### À faire
1. Pour chacune des affirmations suivantes sur l'extrait consacré à Sur la route, indiquez si elle est conforme au texte (oui ou non) et citez les mots qui le montrent. (a) Le tapuscrit original a été vendu aux enchères en 2001. (b) Les éditeurs ont accepté d'emblée la première version proposée en 1951. (c) Dans la version publiée en 1957, le narrateur s'appelle Dean Moriarty.
2. D'après l'extrait sur Sur la route, pendant combien de temps Kerouac a-t-il retravaillé son roman avant qu'il soit publié ?
3. Relevez toutes les années citées dans l'extrait sur Sur la route, dans leur ordre d'apparition.

### Extrait
# # # # # # #
Le livre:
Sur la route est le roman le plus connu de l’auteur américain Jack Kerouac. Publié en 1957, le livre raconte de manière quasi autobiographique les aventures de l’auteur et de son compagnon de route à travers l’Amérique. L’œuvre est considérée comme l’un des romans fondateurs de ce que Kerouac nommera la Beat Generation.
Cette chronique est basée non sur le livre tel qui a été publié en 1957 mais sur la version dite du « rouleau original ». Selon la légende le livre a été écrit d’un seul jet, en trois semaines (du 2 au 22 avril 1951), sur un rouleau de papier de 36,50 mètres de long. En réalité, dès 1948, Jack Kerouac tenait des carnets de voyages qui ont servi à l’écriture de son roman.
Le tapuscrit original (Kerouac a directement tapé ce livre à la machine), vendu aux enchères 2,2 millions de dollars en 2001, a été publié en 2007 pour fêter les 50 ans de l’œuvre (Gallimard a publié la version en français en 2010).
La première version du livre proposée aux éditeurs par Kerouac en 1951 a été massivement rejetée. Personne ne savait que faire d’un texte considéré difficile à suivre (présenté sur un rouleau, écrit sans paragraphe, sans retour à la ligne et sans chapitre). L’auteur dut faire de nombreuses concessions et retravailler son roman pendant 6 ans pour qu’il soit enfin publié.
Dans le rouleau original le narrateur est Jack Kerouac lui même, dans la version publiée en 1957 il devient Sal Paradise. Les éditeurs, craignant les poursuites de personnes qui n’auraient pas apprécié de voir leurs noms figurer dans le livre, demandèrent à Kerouac de modifier les noms et parfois des détails pour être sûr qu’on ne puisse pas reconnaître l’entourage proche de l’auteur. Ainsi le compagnon de route de Kerouac, Neal Cassady dans la vie, est Dean Moriarty dans le roman. Les noms cités par la suite dans cet article sont ceux du rouleau original.
# # # # # # #
### Enregistrements
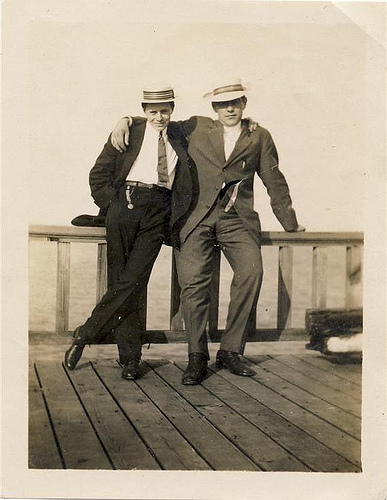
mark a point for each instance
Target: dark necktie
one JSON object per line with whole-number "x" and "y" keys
{"x": 162, "y": 168}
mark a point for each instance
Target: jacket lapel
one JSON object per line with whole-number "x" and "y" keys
{"x": 241, "y": 145}
{"x": 136, "y": 138}
{"x": 216, "y": 138}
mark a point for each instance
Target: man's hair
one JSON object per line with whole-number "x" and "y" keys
{"x": 145, "y": 104}
{"x": 216, "y": 105}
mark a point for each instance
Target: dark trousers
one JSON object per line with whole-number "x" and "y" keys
{"x": 134, "y": 238}
{"x": 194, "y": 267}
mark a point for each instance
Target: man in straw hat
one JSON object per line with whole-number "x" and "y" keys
{"x": 134, "y": 189}
{"x": 227, "y": 155}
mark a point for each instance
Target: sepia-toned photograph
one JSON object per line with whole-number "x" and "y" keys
{"x": 195, "y": 225}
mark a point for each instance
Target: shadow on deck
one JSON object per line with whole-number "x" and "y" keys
{"x": 300, "y": 412}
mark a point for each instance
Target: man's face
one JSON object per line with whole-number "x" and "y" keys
{"x": 230, "y": 112}
{"x": 158, "y": 115}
# # # # # # #
### Corrigé par tâche
1.
(a) Oui : « vendu aux enchères 2,2 millions de dollars en 2001 ».
(b) Non : « a été massivement rejetée ».
(c) Non : « dans la version publiée en 1957 il devient Sal Paradise ».

2. Pendant 6 ans.

3. 1957, 1951, 1948, 2001, 2007, 2010